Aim: Starting at the line that contains "Target = central circular recess" and ending at the last line of the listing, write out those lines again with every "recess" swapped for "hollow" and nothing else changed.

Location annotation dataset excerpts
________________

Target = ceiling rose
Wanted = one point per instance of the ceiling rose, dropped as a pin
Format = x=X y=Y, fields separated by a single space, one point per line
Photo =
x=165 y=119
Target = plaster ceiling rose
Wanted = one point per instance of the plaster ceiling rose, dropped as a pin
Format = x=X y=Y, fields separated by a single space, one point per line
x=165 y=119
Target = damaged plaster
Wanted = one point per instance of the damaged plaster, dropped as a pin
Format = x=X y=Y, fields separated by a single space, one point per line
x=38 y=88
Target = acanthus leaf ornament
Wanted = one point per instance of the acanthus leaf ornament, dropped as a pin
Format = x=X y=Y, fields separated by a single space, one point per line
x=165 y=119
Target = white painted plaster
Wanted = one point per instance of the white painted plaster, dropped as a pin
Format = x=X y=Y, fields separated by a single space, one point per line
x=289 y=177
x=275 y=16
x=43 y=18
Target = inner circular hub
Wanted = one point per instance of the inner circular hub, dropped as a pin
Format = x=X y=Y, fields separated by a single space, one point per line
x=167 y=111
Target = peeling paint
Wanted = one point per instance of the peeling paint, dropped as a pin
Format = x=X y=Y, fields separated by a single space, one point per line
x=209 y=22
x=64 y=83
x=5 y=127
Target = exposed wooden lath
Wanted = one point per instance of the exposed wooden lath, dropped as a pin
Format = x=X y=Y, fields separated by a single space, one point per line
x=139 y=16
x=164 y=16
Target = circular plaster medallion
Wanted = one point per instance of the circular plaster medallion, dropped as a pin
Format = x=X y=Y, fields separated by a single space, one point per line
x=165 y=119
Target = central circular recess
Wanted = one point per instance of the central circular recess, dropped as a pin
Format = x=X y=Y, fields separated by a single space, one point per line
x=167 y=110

________________

Finished answer:
Target = central circular hollow
Wanted = one point per instance of the central circular hollow, dropped as a pin
Format = x=X y=Y, fields separated by a single space, one point per line
x=167 y=110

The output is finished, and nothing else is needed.